Could you rewrite everything from the line containing "Tag the window frame, one" down to the end of the items below, requests included, scaling each answer coordinate by 0.4 and rounding to whole numbers with halves going up? Leave the requests and their sample points unchanged.

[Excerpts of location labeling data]
-- Start --
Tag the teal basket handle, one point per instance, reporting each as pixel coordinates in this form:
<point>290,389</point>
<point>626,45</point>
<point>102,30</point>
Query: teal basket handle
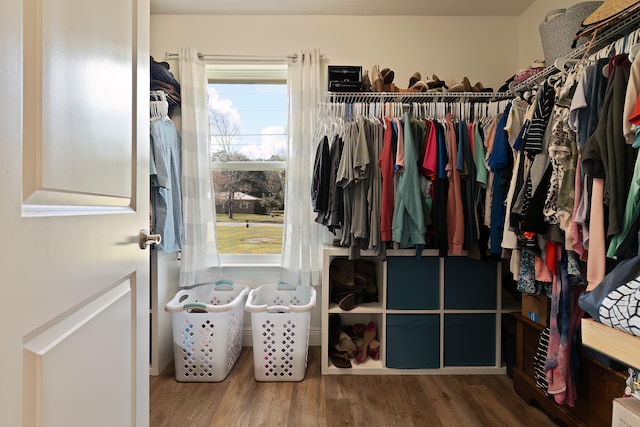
<point>224,285</point>
<point>195,305</point>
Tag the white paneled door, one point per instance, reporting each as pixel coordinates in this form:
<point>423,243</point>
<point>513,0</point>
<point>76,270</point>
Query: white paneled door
<point>74,158</point>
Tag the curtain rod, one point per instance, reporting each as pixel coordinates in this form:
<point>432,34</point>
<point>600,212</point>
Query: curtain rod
<point>211,56</point>
<point>204,56</point>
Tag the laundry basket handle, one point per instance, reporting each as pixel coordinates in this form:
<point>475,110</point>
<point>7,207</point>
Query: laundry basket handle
<point>174,306</point>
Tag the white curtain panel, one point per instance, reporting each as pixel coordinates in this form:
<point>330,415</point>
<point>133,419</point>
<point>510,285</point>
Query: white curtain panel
<point>302,241</point>
<point>200,261</point>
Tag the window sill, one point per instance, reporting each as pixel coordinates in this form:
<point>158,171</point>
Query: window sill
<point>258,260</point>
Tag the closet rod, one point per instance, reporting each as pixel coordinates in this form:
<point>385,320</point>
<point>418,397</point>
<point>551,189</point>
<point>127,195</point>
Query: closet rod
<point>350,97</point>
<point>252,58</point>
<point>602,39</point>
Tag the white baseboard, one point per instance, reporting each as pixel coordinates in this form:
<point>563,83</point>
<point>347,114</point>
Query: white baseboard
<point>315,337</point>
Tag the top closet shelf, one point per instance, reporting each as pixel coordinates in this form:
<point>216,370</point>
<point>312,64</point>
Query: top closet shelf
<point>413,96</point>
<point>602,39</point>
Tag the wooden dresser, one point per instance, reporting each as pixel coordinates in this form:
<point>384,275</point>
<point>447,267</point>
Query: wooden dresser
<point>596,384</point>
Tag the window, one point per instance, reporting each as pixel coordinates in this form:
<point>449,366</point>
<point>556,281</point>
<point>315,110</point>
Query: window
<point>248,119</point>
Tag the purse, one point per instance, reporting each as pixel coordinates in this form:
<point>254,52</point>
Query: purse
<point>615,302</point>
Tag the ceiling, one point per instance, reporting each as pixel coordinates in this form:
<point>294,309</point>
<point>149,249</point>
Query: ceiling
<point>341,7</point>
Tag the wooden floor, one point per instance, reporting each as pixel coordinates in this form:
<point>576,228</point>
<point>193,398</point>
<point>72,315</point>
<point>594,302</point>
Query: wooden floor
<point>339,400</point>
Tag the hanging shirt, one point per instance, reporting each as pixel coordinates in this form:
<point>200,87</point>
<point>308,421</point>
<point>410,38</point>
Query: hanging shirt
<point>166,193</point>
<point>408,220</point>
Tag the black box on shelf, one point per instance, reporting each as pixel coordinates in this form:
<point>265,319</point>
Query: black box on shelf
<point>345,78</point>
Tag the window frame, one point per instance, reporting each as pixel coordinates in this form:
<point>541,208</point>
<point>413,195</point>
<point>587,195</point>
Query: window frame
<point>261,72</point>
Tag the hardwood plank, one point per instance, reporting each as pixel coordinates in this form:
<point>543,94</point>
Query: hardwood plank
<point>339,400</point>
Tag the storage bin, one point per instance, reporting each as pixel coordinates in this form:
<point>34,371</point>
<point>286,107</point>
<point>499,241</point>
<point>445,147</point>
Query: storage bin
<point>413,284</point>
<point>559,28</point>
<point>470,284</point>
<point>280,317</point>
<point>207,323</point>
<point>469,339</point>
<point>413,341</point>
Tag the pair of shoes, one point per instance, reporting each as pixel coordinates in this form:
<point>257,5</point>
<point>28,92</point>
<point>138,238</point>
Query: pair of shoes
<point>387,75</point>
<point>355,331</point>
<point>415,78</point>
<point>334,329</point>
<point>345,343</point>
<point>465,86</point>
<point>374,349</point>
<point>347,302</point>
<point>366,82</point>
<point>362,351</point>
<point>478,87</point>
<point>376,79</point>
<point>340,359</point>
<point>435,83</point>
-- End --
[Output for this task]
Tag the window frame, one point per instance, reporting each as pixel coordinates in this form:
<point>541,208</point>
<point>413,195</point>
<point>587,195</point>
Query: window frame
<point>104,29</point>
Tag the hardwood plank, one point per instance, reporting each as pixel coordinates in this form:
<point>543,94</point>
Query: hardwood plank
<point>136,160</point>
Tag the storage bin, one point per instance, reporting each as pixel coordinates in this form:
<point>34,371</point>
<point>286,107</point>
<point>499,241</point>
<point>445,147</point>
Query: storage bin
<point>165,114</point>
<point>224,11</point>
<point>188,114</point>
<point>112,127</point>
<point>83,129</point>
<point>188,136</point>
<point>165,136</point>
Tag the pair of shoes, one point per instance, reporting each as pixel coordinates in this form:
<point>257,5</point>
<point>28,92</point>
<point>138,238</point>
Query: pair of shoes
<point>155,30</point>
<point>142,132</point>
<point>166,31</point>
<point>134,132</point>
<point>138,137</point>
<point>186,34</point>
<point>150,140</point>
<point>139,121</point>
<point>146,33</point>
<point>145,140</point>
<point>191,35</point>
<point>150,32</point>
<point>136,144</point>
<point>174,33</point>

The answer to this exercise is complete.